▶ **Prompt**
Pick out every line in the entries below that contains the string "item" and copy each one.

(Excerpts from a segmentation dataset)
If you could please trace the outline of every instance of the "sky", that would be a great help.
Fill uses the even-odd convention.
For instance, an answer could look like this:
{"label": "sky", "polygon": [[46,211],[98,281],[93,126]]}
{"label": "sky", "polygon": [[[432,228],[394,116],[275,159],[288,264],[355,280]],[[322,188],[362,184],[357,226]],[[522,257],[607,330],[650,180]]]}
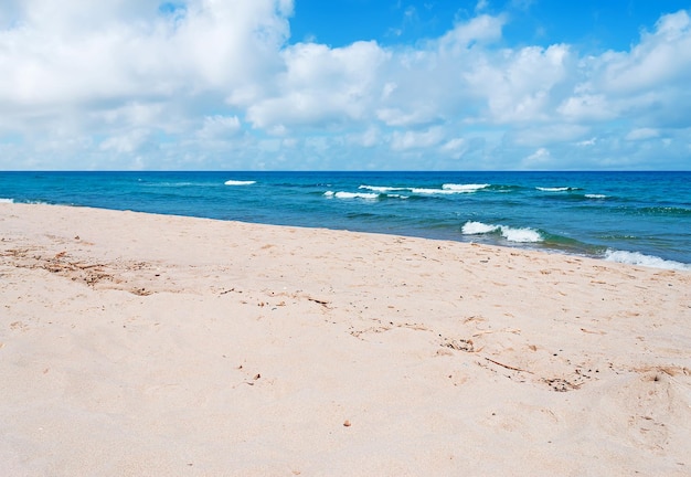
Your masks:
{"label": "sky", "polygon": [[691,0],[0,0],[0,170],[691,170]]}

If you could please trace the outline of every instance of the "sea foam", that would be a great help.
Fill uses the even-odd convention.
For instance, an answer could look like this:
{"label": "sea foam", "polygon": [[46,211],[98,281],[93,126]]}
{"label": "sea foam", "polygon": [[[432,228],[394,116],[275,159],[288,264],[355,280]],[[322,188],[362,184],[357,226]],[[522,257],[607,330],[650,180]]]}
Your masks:
{"label": "sea foam", "polygon": [[254,183],[257,183],[257,181],[235,181],[235,180],[227,180],[224,182],[225,186],[252,186]]}
{"label": "sea foam", "polygon": [[450,190],[454,192],[459,192],[459,193],[469,193],[469,192],[477,192],[481,189],[487,189],[489,187],[489,184],[444,184],[442,186],[442,189],[444,190]]}
{"label": "sea foam", "polygon": [[535,188],[539,191],[542,192],[571,192],[574,190],[581,190],[581,188],[568,188],[568,187],[563,187],[563,188]]}
{"label": "sea foam", "polygon": [[458,194],[458,193],[472,193],[481,189],[488,188],[490,184],[455,184],[445,183],[440,189],[436,188],[416,188],[416,187],[387,187],[387,186],[366,186],[362,184],[359,189],[366,189],[374,192],[387,193],[397,191],[410,191],[416,194],[433,195],[433,194]]}
{"label": "sea foam", "polygon": [[492,225],[482,222],[466,222],[461,229],[461,233],[464,235],[499,233],[507,241],[515,243],[536,243],[543,241],[540,232],[534,229],[514,229],[507,225]]}
{"label": "sea foam", "polygon": [[383,186],[360,186],[358,189],[365,189],[365,190],[371,190],[371,191],[374,191],[374,192],[382,192],[382,193],[392,192],[392,191],[411,190],[408,188],[383,187]]}
{"label": "sea foam", "polygon": [[364,200],[376,200],[379,199],[379,194],[374,192],[333,192],[326,191],[325,197],[328,198],[337,198],[337,199],[364,199]]}
{"label": "sea foam", "polygon": [[691,265],[680,262],[667,261],[653,255],[645,255],[639,252],[625,252],[608,250],[605,252],[605,259],[609,262],[624,263],[629,265],[640,265],[652,268],[665,268],[674,271],[691,271]]}

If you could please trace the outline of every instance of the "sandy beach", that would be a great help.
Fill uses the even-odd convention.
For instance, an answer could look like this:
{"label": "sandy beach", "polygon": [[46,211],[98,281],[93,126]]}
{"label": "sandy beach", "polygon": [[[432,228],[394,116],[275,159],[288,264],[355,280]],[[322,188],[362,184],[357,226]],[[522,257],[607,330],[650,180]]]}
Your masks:
{"label": "sandy beach", "polygon": [[0,203],[0,475],[688,476],[691,274]]}

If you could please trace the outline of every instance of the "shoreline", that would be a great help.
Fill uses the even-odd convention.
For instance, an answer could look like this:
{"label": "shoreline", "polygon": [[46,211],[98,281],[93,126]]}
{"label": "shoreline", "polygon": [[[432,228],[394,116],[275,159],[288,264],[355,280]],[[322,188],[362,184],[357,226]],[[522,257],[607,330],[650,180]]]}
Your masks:
{"label": "shoreline", "polygon": [[8,475],[687,475],[691,275],[0,204]]}
{"label": "shoreline", "polygon": [[[290,225],[290,224],[275,224],[268,222],[248,222],[241,220],[226,220],[226,219],[217,219],[217,218],[204,218],[204,216],[193,216],[193,215],[182,215],[177,213],[159,213],[159,212],[146,212],[138,210],[129,210],[129,209],[107,209],[107,208],[98,208],[91,205],[79,205],[79,204],[61,204],[61,203],[47,203],[47,202],[14,202],[13,199],[2,199],[0,198],[0,204],[19,204],[19,205],[49,205],[49,206],[66,206],[66,208],[78,208],[78,209],[95,209],[95,210],[105,210],[105,211],[114,211],[114,212],[134,212],[134,213],[142,213],[150,215],[162,215],[162,216],[179,216],[179,218],[189,218],[189,219],[202,219],[202,220],[213,220],[221,222],[231,222],[231,223],[245,223],[248,225],[265,225],[265,226],[278,226],[278,227],[295,227],[295,229],[308,229],[308,230],[329,230],[333,232],[348,232],[348,233],[361,233],[361,234],[374,234],[374,235],[386,235],[386,236],[402,236],[406,239],[419,239],[419,240],[429,240],[429,241],[438,241],[438,242],[455,242],[461,244],[480,244],[490,247],[500,247],[500,248],[509,248],[509,250],[518,250],[518,251],[527,251],[527,252],[536,252],[536,253],[546,253],[546,254],[556,254],[556,255],[565,255],[571,257],[581,257],[581,258],[589,258],[597,259],[607,263],[617,263],[624,265],[632,265],[632,266],[642,266],[648,268],[657,268],[657,269],[667,269],[667,271],[676,271],[676,272],[691,272],[691,263],[678,262],[673,259],[663,258],[657,255],[648,255],[637,251],[623,251],[623,250],[613,250],[613,248],[603,248],[599,253],[585,253],[585,252],[574,252],[571,248],[565,246],[557,245],[544,245],[540,242],[538,243],[493,243],[487,239],[474,241],[468,239],[449,239],[446,236],[434,236],[434,235],[425,235],[423,233],[415,234],[400,234],[395,232],[372,232],[364,230],[350,230],[350,229],[331,229],[331,227],[320,227],[320,226],[310,226],[310,225]],[[485,225],[485,224],[481,224]],[[470,235],[461,235],[461,236],[470,236]]]}

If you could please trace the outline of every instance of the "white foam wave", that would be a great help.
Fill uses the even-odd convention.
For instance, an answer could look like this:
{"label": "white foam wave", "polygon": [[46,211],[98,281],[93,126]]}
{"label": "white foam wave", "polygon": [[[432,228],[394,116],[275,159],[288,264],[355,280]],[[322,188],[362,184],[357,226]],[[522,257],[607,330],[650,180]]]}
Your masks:
{"label": "white foam wave", "polygon": [[465,235],[481,235],[495,232],[497,229],[497,225],[489,225],[482,222],[466,222],[460,231]]}
{"label": "white foam wave", "polygon": [[533,229],[513,229],[501,226],[501,235],[509,242],[536,243],[542,242],[540,232]]}
{"label": "white foam wave", "polygon": [[257,183],[257,181],[235,181],[235,180],[227,180],[224,182],[225,186],[252,186],[254,183]]}
{"label": "white foam wave", "polygon": [[454,194],[458,193],[458,191],[453,191],[448,189],[427,189],[427,188],[412,188],[411,192],[418,194]]}
{"label": "white foam wave", "polygon": [[574,188],[535,188],[543,192],[567,192],[572,190],[576,190]]}
{"label": "white foam wave", "polygon": [[365,192],[333,192],[326,191],[325,197],[328,198],[337,198],[337,199],[363,199],[363,200],[376,200],[379,199],[378,193],[365,193]]}
{"label": "white foam wave", "polygon": [[665,268],[676,271],[691,271],[691,265],[674,261],[666,261],[653,255],[645,255],[639,252],[624,252],[608,250],[605,259],[609,262],[624,263],[629,265],[640,265],[652,268]]}
{"label": "white foam wave", "polygon": [[466,222],[461,227],[465,235],[483,235],[499,232],[509,242],[536,243],[542,242],[542,235],[534,229],[514,229],[507,225],[493,225],[482,222]]}
{"label": "white foam wave", "polygon": [[381,192],[381,193],[410,190],[408,188],[383,187],[383,186],[360,186],[358,189],[365,189],[365,190],[371,190],[371,191]]}
{"label": "white foam wave", "polygon": [[459,193],[469,193],[469,192],[477,192],[481,189],[486,189],[488,188],[489,184],[444,184],[442,186],[442,189],[444,190],[450,190],[450,191],[455,191],[455,192],[459,192]]}

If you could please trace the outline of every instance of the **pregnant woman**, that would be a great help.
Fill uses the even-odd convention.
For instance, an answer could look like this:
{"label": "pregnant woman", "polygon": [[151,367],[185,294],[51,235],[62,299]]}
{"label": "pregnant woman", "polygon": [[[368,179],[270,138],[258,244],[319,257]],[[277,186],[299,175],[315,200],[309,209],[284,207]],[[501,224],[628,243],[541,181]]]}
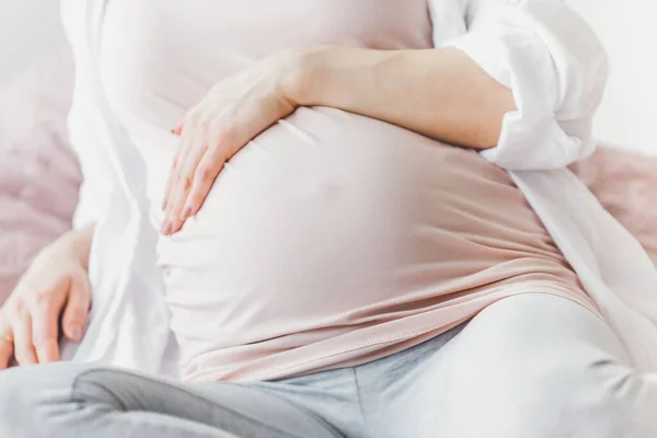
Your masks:
{"label": "pregnant woman", "polygon": [[[0,314],[1,436],[645,430],[622,343],[480,153],[589,149],[604,56],[560,1],[84,3],[78,227]],[[88,276],[115,324],[89,359],[148,345],[163,296],[180,380],[45,364]]]}

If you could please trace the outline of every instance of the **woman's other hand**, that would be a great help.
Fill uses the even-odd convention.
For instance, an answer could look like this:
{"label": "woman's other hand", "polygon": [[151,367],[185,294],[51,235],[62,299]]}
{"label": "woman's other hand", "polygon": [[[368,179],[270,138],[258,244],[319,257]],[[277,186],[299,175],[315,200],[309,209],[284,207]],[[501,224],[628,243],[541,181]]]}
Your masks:
{"label": "woman's other hand", "polygon": [[215,85],[172,131],[181,136],[166,185],[162,233],[196,215],[223,164],[297,104],[288,84],[300,80],[300,54],[285,50]]}
{"label": "woman's other hand", "polygon": [[59,360],[64,334],[82,339],[91,303],[88,260],[93,228],[71,231],[45,247],[0,309],[0,370]]}

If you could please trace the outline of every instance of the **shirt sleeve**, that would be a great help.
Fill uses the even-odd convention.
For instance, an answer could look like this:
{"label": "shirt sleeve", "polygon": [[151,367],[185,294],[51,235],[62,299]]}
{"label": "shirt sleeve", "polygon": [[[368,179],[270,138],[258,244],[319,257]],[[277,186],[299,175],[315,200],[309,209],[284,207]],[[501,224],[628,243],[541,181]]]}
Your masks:
{"label": "shirt sleeve", "polygon": [[511,89],[496,148],[482,154],[507,170],[560,169],[595,149],[592,117],[609,76],[589,25],[562,0],[464,0],[468,33],[457,47]]}

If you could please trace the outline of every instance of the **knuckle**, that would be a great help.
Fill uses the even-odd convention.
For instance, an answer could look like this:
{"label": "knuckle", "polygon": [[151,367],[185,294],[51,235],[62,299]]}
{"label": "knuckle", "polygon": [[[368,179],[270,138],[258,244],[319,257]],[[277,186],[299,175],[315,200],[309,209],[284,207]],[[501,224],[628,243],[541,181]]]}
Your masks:
{"label": "knuckle", "polygon": [[23,298],[19,298],[13,302],[13,306],[10,307],[10,314],[13,313],[15,315],[22,315],[27,313],[27,303]]}
{"label": "knuckle", "polygon": [[198,177],[203,181],[203,182],[207,182],[210,181],[211,178],[214,178],[214,172],[212,169],[208,165],[203,165],[198,169]]}
{"label": "knuckle", "polygon": [[196,124],[200,119],[200,108],[198,106],[193,107],[185,114],[185,125]]}
{"label": "knuckle", "polygon": [[46,311],[50,309],[53,297],[48,291],[41,290],[34,295],[34,304],[39,311]]}

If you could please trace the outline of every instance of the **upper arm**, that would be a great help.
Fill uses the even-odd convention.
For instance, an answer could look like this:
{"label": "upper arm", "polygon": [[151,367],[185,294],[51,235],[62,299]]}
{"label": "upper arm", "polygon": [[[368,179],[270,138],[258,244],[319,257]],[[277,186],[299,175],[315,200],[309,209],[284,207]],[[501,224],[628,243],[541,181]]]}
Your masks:
{"label": "upper arm", "polygon": [[518,107],[484,154],[507,169],[553,169],[590,153],[608,61],[586,21],[561,0],[456,1],[468,33],[443,44],[510,88]]}

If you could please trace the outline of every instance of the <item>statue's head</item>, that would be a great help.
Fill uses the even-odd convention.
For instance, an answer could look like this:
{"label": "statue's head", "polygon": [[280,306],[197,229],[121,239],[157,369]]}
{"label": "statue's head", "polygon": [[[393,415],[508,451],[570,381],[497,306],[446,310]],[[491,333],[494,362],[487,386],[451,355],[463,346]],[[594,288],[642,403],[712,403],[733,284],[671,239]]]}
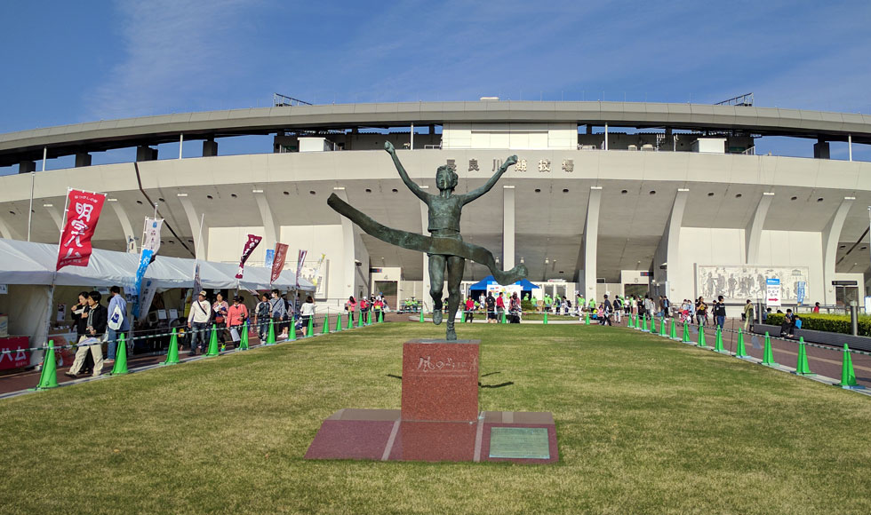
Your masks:
{"label": "statue's head", "polygon": [[459,176],[453,170],[452,166],[445,164],[436,170],[436,186],[440,191],[457,187],[459,181]]}

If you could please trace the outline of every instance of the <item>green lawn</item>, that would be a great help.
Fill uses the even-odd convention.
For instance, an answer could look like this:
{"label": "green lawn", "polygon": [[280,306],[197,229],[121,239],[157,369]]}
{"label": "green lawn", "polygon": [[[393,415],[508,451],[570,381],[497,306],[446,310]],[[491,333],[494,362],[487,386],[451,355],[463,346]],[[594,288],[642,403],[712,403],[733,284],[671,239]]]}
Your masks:
{"label": "green lawn", "polygon": [[550,411],[560,463],[305,461],[398,408],[389,323],[0,401],[4,513],[871,513],[871,399],[619,328],[469,325],[483,410]]}

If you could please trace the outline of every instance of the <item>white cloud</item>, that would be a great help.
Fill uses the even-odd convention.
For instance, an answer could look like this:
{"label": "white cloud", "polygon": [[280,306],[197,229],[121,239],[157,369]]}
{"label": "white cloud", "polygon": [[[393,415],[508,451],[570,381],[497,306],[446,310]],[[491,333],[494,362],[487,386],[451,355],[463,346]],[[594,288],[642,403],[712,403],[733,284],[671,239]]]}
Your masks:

▶ **Response to this task**
If you could please trace the outline of every instance of the <item>statue's head</item>, that would be a great help.
If you could please trace the outline of every instance of the <item>green lawn</item>, that would be a great help.
If you could please trace the outline of every instance of the <item>white cloud</item>, that would be a great help.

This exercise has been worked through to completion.